-------- Task input

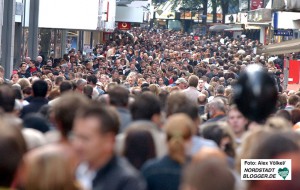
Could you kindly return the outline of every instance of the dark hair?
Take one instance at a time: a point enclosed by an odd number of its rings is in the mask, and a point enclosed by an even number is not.
[[[151,92],[144,92],[138,96],[130,106],[133,120],[151,120],[155,114],[160,114],[160,102]]]
[[[195,75],[190,76],[189,78],[189,86],[197,88],[199,82],[199,78]]]
[[[217,122],[208,123],[206,126],[203,126],[202,136],[205,139],[213,140],[220,148],[222,145],[222,139],[231,138],[230,134],[220,126]],[[233,140],[233,139],[231,139]],[[229,142],[225,145],[223,151],[230,157],[235,157],[235,149],[233,142]]]
[[[131,129],[126,132],[124,156],[137,169],[149,159],[155,158],[155,146],[148,130]]]
[[[59,85],[59,91],[61,94],[70,90],[73,90],[73,84],[70,81],[63,81]]]
[[[300,150],[298,139],[299,135],[291,131],[266,135],[259,146],[255,146],[252,159],[272,159],[282,153],[298,152]]]
[[[235,178],[222,160],[211,158],[189,164],[184,170],[182,184],[192,189],[234,190]]]
[[[278,94],[277,107],[278,109],[284,109],[287,105],[287,97],[284,94]]]
[[[291,95],[289,98],[288,98],[288,103],[289,105],[292,105],[292,106],[296,106],[296,104],[300,102],[300,97],[297,96],[297,95]]]
[[[292,117],[289,111],[287,110],[278,110],[275,114],[276,117],[284,118],[288,121],[292,121]]]
[[[167,99],[167,117],[175,113],[185,113],[192,120],[199,118],[197,105],[181,92],[173,93]]]
[[[90,117],[98,119],[100,133],[118,134],[120,126],[118,113],[111,107],[104,107],[98,102],[92,102],[88,106],[82,107],[76,115],[76,118]]]
[[[300,121],[300,109],[291,110],[291,121],[294,125]]]
[[[112,106],[125,107],[128,105],[129,91],[126,88],[116,86],[109,90],[108,95]]]
[[[54,117],[64,137],[72,130],[76,111],[87,104],[88,99],[79,93],[67,92],[57,99],[53,105]]]
[[[26,152],[26,143],[17,126],[12,126],[9,120],[0,120],[0,186],[11,187]]]
[[[12,112],[15,106],[15,92],[7,84],[0,85],[0,107],[5,112]]]
[[[217,86],[217,88],[216,88],[217,94],[224,94],[224,92],[225,92],[225,87],[223,85]]]
[[[47,87],[47,88],[48,88],[48,87]],[[23,89],[23,94],[31,95],[31,94],[32,94],[32,87],[26,86],[26,87]]]
[[[38,130],[46,133],[50,130],[49,123],[46,118],[40,113],[30,113],[23,118],[24,127]]]
[[[93,85],[96,85],[96,83],[98,81],[96,75],[89,75],[89,76],[87,76],[86,80],[88,83],[92,83]]]
[[[83,87],[83,94],[86,95],[88,98],[92,99],[93,87],[91,85],[85,85]]]
[[[32,84],[32,91],[34,97],[46,97],[48,92],[48,84],[46,81],[37,80]]]

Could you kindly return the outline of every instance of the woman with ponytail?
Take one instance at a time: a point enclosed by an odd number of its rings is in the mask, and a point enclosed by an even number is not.
[[[193,135],[193,121],[185,114],[170,116],[164,126],[168,155],[148,161],[142,167],[148,190],[177,190],[181,170],[187,161],[187,153]]]

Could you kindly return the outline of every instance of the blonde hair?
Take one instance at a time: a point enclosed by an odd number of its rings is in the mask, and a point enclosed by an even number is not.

----------------

What is required:
An exact transcription of all the entries is required, without the pictures.

Exercise answer:
Could you kindly return the outline of every instance of the dark hair?
Take one instance at a time: a point enclosed by an odd number of its rings is in the mask, and a point enclosed by an even number is not.
[[[151,92],[144,92],[138,96],[130,106],[133,120],[151,120],[155,114],[160,114],[160,102]]]
[[[195,75],[190,76],[189,78],[189,86],[197,88],[199,82],[199,78]]]
[[[217,122],[208,123],[206,126],[203,126],[202,136],[205,139],[213,140],[220,148],[222,145],[222,139],[231,138],[230,134],[220,126]],[[233,140],[233,139],[231,139]],[[229,142],[225,145],[223,151],[230,157],[235,157],[235,149],[233,142]]]
[[[131,129],[126,132],[124,156],[137,169],[149,159],[155,158],[155,146],[148,130]]]
[[[59,85],[59,91],[61,94],[70,90],[73,90],[73,84],[70,81],[63,81]]]
[[[300,150],[298,139],[299,135],[291,131],[266,135],[259,146],[255,146],[252,159],[272,159],[282,153],[298,152]]]
[[[235,178],[222,160],[211,158],[189,164],[184,170],[182,184],[192,189],[234,190]]]
[[[278,94],[277,107],[278,109],[284,109],[287,105],[287,97],[284,94]]]
[[[291,95],[289,98],[288,98],[288,103],[289,105],[292,105],[292,106],[296,106],[296,104],[300,102],[300,97],[297,96],[297,95]]]
[[[292,117],[289,111],[287,110],[278,110],[275,114],[276,117],[284,118],[288,121],[292,121]]]
[[[167,99],[167,117],[175,113],[185,113],[192,120],[199,118],[197,105],[181,92],[173,93]]]
[[[90,117],[98,119],[100,133],[118,134],[120,126],[118,113],[111,107],[104,107],[98,102],[92,102],[88,106],[82,107],[76,115],[76,118]]]
[[[300,121],[300,109],[291,110],[291,121],[294,125]]]
[[[112,106],[125,107],[128,105],[129,91],[126,88],[116,86],[109,90],[108,95]]]
[[[54,117],[64,137],[72,130],[76,111],[87,104],[88,99],[79,93],[67,92],[57,99],[53,105]]]
[[[26,152],[26,143],[17,126],[12,126],[9,120],[0,120],[0,186],[11,187]]]
[[[12,112],[15,106],[15,92],[7,84],[0,85],[0,107],[5,112]]]
[[[217,86],[217,88],[216,88],[217,94],[224,94],[224,92],[225,92],[225,87],[223,85]]]
[[[47,87],[47,88],[48,88],[48,87]],[[23,89],[23,94],[31,95],[31,94],[32,94],[32,87],[26,86],[26,87]]]
[[[38,130],[46,133],[50,130],[49,123],[46,118],[40,113],[30,113],[23,118],[24,127]]]
[[[93,85],[96,85],[96,83],[98,81],[96,75],[89,75],[89,76],[87,76],[86,80],[88,83],[92,83]]]
[[[83,87],[83,94],[86,95],[88,98],[92,99],[93,87],[91,85],[85,85]]]
[[[32,84],[32,91],[34,97],[46,97],[48,92],[48,84],[46,81],[37,80]]]

Could you kindly return the outline of every instance of the woman with ponytail?
Take one instance at a time: a point enclosed by an odd number of its rings is in the mask, and a point enclosed by an even number is not.
[[[193,135],[193,121],[185,114],[170,116],[164,126],[168,155],[148,161],[142,167],[148,190],[177,190],[181,170],[187,161],[187,153]]]

Could you kindly return the outline of every instance of the blonde hair?
Take one instance at a time: a point enclosed by an odd number of its rings is in the mask, and a point enclosed by an even number is not.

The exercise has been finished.